## What this task involves
Can you print the passage on the Bud Light ad campaign word for word, starting with "Now, in light" and going on through "age-old marketing strategy."?

Divorce and other serial relationships (that point to high degrees of spousal dissatisfaction) end up creating blended and cohabiting households that expose children to nonbiologically related men (primarily stepfathers and live-in boyfriends) [118] who have even fewer reservations about taking liberties with a wife’s or girlfriend’s children. [119] Given the strong association alcohol holds with sexual abuse and how sexual abuse is connected with disgendered kids, what do you suppose marketing director Alissa Heinerscheid, VP of Anheuser Busch, was thinking when she invited Dylan Mulvaney (a disgendered person) to its brand Bud Light by making him their spokesperson?

Now, in light of the connection that alcohol has with disgendered persons, it is quite a great irony that Bud Light the nation’s number one brand of beer would choose a disgendered person to represent them don’t you think? Probably not knowing how the two are connected, it is highly doubtful that Heinerscheid was deliberately promoting the abuse of children and/or an expansion of the LGBTQ+ community of disgendered persons. Instead, she was probably just employing an age-old marketing strategy.

 

Ever since the days of P. T. Barnum who was known as the “greatest showman,” when he introduced The Bearded Lady [120] and through Ripley’s Believe it or Not, the odd, eccentric, or sensational has been exploited by media and marketing specialists to capture audience attention. Drag artist Ru Paul demonstrates that some people are entertained by such illusions. Knowing now how trauma plays a role in the development of a disgendered person, to exploit or make fun of such injured persons for gain is highly unethical. Was Heinerscheid’s marketing faux pax simply playing on a growing mass sympathy for disgendered persons? Or perhaps, was she sending America a subliminal warning of what could happen with continued abuses of its beer?

 

Not only is an inclusive and affirming marketplace dangerous to families, individuals, and corporations who stand to lose revenue due to public boycotts but there are also risks to other public entities as well. Cities, towns, governmental municipalities, local police, and fire departments who support Pride events, parades, and celebrations are also exposing themselves to liability. The risk for them has to do with precedent. By celebrating pride events private and public entities are unwittingly supporting the unhealthy coping of the disgendered. By doing so, wouldn’t other groups who have their own specific brand of coping also deserve recognition, affirmation, and social inclusion? Would that mean that in a sense of fair play, the community will need to stand outside of the nation’s bars, pubs, and taverns to cheer on those who cope with alcohol as they stagger out at 3:00 a.m.? Do drug dealers deserve a pat on the back for peddling fentanyl-laced methamphetamine to those who use it to cope? What about the prostitute or pornographer who satisfies the coping of those with sexual addictions? Wouldn’t they also need a round of applause to ease their social stigmatization? Perhaps we should have a party in the public square for all of the pedophiles who use children as a form of coping with their mental disease. That would be ridiculous don’t you think? And to do so would be reckless as it affirmed something harmful. The point is that not every behavior can be socially accepted. Some things must be discriminated against because of harm to self and others. Even though unhealthy coping has always existed and will never be extinguished does that mean it should be endorsed and promoted? Should we celebrate a person’s unhealthy reaction to their trauma? That would seem counterintuitive and unethical at best not to mention callous and insensitive to what they truly need. Regardless of the role that beer and alcohol play in the proliferation of family problems, as only one form of unhealthy coping leveling blame solely against it still does not go deep enough to explain the deepest roots of the family’s ills.

## Collected data entries

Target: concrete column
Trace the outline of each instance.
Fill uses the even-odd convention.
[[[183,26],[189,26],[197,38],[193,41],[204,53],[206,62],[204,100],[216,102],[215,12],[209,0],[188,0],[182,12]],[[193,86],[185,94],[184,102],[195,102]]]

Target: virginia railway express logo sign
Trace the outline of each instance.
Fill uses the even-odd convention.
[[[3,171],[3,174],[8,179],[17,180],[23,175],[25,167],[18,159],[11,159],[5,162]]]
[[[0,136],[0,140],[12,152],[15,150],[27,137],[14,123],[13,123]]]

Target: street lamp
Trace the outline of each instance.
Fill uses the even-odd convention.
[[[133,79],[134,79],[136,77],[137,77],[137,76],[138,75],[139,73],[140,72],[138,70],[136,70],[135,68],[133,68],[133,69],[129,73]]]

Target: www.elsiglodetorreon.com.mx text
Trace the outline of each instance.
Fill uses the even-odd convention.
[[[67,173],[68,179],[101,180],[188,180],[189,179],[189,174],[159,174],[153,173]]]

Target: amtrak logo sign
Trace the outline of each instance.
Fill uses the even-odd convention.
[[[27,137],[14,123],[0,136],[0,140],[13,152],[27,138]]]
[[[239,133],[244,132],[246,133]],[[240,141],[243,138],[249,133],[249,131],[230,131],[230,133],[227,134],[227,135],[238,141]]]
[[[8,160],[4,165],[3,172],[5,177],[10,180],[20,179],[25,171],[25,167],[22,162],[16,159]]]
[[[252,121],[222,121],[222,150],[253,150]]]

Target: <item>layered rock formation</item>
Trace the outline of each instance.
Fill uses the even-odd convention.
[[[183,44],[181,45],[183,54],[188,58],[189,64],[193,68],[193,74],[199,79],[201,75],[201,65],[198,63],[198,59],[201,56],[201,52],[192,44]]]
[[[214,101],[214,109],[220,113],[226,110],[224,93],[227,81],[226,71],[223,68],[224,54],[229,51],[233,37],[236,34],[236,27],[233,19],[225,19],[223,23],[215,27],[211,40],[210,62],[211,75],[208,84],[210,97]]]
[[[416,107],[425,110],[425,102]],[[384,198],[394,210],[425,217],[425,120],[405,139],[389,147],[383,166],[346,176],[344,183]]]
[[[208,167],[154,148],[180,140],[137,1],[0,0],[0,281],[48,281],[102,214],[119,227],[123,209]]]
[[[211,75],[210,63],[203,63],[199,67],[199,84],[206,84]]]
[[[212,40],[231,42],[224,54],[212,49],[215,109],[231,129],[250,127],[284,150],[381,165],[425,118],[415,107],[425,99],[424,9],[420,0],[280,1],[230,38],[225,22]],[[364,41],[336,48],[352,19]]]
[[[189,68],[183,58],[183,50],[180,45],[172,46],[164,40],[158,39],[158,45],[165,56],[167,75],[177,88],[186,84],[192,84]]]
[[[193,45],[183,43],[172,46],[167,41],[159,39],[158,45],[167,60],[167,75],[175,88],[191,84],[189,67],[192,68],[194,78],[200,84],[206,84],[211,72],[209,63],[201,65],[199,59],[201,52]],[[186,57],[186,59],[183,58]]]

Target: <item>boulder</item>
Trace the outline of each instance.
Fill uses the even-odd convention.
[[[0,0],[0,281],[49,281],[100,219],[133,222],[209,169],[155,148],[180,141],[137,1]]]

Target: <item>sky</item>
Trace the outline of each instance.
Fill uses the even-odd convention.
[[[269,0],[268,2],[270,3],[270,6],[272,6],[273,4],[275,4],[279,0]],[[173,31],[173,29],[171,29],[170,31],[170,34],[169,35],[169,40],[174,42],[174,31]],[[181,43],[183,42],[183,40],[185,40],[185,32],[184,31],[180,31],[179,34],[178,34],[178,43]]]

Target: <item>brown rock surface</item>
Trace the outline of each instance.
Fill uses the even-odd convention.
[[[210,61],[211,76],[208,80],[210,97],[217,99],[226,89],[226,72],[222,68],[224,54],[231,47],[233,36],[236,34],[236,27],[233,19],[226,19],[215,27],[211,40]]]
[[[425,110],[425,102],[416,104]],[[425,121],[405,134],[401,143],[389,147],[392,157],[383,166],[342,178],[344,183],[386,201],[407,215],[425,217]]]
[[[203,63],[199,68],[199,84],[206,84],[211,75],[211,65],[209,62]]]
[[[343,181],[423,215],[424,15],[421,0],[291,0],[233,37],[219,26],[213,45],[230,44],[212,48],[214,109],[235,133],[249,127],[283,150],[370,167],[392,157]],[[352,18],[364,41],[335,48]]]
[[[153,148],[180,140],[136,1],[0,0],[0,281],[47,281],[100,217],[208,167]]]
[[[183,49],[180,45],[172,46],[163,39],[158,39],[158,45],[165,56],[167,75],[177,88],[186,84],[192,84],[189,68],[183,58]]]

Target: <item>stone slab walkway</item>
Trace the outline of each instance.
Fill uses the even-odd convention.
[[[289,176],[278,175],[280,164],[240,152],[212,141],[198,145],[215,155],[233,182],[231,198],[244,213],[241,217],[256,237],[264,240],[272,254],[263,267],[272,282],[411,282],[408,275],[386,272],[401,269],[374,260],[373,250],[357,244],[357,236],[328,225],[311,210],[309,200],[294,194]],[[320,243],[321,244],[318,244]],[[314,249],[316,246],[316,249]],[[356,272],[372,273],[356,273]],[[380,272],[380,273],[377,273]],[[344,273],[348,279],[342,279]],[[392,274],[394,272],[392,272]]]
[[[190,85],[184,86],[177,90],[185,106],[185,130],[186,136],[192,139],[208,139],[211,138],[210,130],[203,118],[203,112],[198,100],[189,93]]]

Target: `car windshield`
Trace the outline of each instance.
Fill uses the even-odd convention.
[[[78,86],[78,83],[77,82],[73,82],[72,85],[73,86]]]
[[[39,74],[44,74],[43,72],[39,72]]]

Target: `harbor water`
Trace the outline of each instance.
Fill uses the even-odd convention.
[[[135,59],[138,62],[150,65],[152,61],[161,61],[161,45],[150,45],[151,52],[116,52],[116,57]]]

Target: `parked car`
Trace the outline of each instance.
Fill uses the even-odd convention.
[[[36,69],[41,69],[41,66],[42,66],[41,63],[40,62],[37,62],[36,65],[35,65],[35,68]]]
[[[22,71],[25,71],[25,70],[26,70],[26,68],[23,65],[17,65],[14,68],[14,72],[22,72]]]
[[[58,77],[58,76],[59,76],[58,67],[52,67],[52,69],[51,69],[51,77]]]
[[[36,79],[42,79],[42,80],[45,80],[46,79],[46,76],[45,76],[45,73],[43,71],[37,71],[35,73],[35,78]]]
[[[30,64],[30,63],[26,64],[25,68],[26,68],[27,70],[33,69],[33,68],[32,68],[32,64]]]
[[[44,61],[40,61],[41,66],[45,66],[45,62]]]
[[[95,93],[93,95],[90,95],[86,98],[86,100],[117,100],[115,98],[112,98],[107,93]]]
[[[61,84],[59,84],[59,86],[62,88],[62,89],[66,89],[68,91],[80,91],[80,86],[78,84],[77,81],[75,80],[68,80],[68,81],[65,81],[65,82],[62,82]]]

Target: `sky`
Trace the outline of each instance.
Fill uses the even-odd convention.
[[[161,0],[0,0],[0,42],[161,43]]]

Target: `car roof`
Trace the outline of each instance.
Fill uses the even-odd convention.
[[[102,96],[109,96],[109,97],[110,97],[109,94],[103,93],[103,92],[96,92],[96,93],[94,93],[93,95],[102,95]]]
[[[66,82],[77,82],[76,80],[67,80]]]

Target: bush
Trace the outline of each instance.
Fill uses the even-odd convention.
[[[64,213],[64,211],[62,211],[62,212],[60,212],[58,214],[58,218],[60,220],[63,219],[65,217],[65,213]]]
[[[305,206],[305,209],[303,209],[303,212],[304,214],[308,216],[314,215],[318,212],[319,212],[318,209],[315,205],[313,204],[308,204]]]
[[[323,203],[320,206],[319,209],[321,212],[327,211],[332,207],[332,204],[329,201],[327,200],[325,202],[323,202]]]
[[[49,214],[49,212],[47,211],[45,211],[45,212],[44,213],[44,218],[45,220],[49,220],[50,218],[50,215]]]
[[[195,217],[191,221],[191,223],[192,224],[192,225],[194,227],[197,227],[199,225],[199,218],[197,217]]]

---

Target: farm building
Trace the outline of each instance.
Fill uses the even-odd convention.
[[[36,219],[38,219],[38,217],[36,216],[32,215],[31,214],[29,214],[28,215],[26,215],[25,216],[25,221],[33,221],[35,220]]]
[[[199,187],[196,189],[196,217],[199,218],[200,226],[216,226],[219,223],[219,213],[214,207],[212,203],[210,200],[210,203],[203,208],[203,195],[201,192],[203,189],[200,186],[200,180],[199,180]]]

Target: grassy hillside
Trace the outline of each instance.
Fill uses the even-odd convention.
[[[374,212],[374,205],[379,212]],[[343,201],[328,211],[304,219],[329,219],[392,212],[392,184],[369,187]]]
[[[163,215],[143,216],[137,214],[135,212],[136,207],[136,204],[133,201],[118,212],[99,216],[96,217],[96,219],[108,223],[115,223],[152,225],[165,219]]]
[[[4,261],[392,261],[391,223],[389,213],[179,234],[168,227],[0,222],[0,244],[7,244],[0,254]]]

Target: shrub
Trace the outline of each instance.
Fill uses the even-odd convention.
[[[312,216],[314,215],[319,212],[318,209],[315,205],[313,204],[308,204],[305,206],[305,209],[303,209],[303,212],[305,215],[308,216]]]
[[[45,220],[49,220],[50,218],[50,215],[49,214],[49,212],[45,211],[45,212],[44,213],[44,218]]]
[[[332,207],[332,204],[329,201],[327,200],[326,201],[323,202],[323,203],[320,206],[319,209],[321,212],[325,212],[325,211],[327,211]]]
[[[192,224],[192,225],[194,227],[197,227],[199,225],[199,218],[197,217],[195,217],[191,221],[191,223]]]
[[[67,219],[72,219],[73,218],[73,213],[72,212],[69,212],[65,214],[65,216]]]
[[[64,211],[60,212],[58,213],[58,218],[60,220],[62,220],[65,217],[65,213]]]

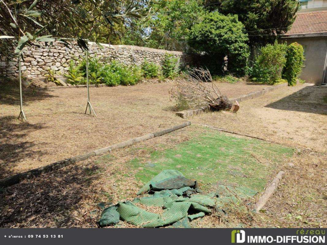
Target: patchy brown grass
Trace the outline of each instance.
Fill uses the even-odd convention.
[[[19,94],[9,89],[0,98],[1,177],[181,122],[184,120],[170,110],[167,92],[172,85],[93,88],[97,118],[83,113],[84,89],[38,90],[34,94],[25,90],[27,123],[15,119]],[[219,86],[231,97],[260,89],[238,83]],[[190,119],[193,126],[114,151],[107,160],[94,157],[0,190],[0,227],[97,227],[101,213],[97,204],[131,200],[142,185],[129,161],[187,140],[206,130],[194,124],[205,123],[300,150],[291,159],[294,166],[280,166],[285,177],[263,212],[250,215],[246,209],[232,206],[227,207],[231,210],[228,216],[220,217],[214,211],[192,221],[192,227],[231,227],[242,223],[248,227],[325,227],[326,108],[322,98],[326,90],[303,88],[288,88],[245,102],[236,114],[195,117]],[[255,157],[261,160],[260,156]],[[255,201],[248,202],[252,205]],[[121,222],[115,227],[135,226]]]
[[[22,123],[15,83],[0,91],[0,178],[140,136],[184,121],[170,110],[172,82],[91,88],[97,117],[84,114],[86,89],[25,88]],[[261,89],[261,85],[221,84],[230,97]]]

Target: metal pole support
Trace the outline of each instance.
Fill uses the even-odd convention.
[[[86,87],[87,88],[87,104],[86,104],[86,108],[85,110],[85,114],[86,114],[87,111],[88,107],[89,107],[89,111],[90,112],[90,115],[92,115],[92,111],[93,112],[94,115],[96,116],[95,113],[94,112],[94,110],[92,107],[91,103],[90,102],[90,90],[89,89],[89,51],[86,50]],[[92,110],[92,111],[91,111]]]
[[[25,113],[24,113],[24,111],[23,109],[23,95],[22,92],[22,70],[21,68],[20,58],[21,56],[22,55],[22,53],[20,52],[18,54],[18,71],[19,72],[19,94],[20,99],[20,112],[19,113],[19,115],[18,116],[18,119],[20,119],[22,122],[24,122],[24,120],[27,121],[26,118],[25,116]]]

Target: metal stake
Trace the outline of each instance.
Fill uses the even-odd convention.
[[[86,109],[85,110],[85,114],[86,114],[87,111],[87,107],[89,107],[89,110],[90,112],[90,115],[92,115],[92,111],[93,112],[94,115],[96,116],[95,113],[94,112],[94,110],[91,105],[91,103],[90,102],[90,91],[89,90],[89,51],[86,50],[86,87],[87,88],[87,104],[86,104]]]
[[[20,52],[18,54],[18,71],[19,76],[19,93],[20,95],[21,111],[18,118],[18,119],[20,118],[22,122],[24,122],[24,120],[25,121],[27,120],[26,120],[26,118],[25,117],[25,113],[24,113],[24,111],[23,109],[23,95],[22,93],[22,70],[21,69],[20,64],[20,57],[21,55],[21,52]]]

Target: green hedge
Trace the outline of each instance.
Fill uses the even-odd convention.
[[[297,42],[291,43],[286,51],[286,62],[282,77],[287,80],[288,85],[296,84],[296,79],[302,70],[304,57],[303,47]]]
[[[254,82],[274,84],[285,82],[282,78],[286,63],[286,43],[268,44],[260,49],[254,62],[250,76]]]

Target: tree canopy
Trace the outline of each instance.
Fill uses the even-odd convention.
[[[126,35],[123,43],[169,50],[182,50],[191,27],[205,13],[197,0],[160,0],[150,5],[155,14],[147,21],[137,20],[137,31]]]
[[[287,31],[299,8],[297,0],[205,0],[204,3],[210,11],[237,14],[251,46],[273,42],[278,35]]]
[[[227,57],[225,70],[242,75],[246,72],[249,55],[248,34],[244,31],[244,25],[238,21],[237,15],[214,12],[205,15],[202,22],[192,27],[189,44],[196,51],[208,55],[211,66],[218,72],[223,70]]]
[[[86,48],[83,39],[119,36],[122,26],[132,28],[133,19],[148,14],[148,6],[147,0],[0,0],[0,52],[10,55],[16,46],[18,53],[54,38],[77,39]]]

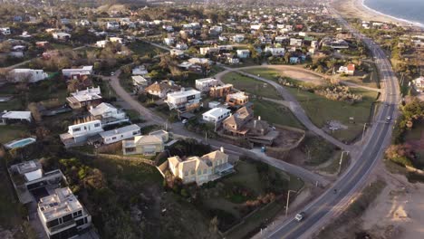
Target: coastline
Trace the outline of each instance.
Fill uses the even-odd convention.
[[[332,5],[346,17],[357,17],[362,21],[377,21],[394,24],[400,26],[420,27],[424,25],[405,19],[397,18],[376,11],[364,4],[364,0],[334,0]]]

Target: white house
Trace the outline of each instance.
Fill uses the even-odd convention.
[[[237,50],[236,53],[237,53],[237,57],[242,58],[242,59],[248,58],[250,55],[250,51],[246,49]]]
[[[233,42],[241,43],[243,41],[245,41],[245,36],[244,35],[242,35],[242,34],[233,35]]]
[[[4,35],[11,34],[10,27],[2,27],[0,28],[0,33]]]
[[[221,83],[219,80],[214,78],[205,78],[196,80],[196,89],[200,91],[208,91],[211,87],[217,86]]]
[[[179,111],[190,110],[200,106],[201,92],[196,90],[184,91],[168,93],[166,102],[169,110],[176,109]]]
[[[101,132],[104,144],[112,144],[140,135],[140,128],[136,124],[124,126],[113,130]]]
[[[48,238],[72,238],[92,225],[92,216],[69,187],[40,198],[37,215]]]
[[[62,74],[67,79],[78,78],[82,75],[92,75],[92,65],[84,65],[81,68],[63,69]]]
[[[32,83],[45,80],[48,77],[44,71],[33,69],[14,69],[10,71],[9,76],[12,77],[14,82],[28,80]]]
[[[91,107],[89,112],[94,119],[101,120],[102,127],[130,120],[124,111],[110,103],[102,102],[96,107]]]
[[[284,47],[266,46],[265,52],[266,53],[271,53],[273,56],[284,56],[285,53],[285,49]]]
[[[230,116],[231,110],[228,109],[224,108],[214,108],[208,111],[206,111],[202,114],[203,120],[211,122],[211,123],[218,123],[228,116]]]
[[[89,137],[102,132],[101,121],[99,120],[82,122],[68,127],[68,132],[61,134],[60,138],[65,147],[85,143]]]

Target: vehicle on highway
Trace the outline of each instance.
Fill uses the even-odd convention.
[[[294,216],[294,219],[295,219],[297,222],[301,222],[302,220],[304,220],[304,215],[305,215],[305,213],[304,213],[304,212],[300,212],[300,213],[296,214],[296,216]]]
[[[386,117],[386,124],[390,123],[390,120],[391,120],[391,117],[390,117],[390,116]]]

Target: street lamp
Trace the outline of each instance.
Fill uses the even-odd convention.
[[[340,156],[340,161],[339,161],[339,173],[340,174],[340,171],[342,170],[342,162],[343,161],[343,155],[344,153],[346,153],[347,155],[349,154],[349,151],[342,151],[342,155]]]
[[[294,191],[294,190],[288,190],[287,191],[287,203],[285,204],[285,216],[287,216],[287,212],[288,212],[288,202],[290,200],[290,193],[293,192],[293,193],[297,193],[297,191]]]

---

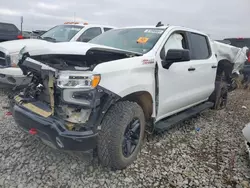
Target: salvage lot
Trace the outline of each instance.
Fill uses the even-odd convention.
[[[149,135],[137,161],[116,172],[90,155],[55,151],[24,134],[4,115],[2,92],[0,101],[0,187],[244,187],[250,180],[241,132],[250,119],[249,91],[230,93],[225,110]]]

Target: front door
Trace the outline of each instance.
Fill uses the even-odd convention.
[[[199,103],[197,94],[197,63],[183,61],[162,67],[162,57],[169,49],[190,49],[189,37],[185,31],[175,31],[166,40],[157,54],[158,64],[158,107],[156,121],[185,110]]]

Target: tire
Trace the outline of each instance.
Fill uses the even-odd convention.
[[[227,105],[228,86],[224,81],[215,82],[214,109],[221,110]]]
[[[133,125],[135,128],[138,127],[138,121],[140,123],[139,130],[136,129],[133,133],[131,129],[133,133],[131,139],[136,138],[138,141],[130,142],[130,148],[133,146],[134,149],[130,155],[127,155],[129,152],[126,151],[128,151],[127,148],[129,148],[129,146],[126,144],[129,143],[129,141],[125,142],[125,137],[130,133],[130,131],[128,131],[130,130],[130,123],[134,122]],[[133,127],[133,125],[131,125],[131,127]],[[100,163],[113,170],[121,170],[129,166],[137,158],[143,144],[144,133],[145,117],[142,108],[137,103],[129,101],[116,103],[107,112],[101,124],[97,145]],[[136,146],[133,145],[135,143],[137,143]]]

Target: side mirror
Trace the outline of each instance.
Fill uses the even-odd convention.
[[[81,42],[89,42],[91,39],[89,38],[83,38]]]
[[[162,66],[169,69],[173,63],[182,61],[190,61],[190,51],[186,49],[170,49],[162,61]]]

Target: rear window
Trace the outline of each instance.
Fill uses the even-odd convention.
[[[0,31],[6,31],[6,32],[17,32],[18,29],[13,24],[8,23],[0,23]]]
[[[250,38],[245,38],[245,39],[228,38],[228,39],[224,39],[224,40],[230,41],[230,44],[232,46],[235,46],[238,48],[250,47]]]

## Solution for this exercise
Now, in light of the connection that alcohol has with disgendered persons, it is quite a great irony that Bud Light the nation’s number one brand of beer would choose a disgendered person to represent them don’t you think? Probably not knowing how the two are connected, it is highly doubtful that Heinerscheid was deliberately promoting the abuse of children and/or an expansion of the LGBTQ+ community of disgendered persons. Instead, she was probably just employing an age-old marketing strategy.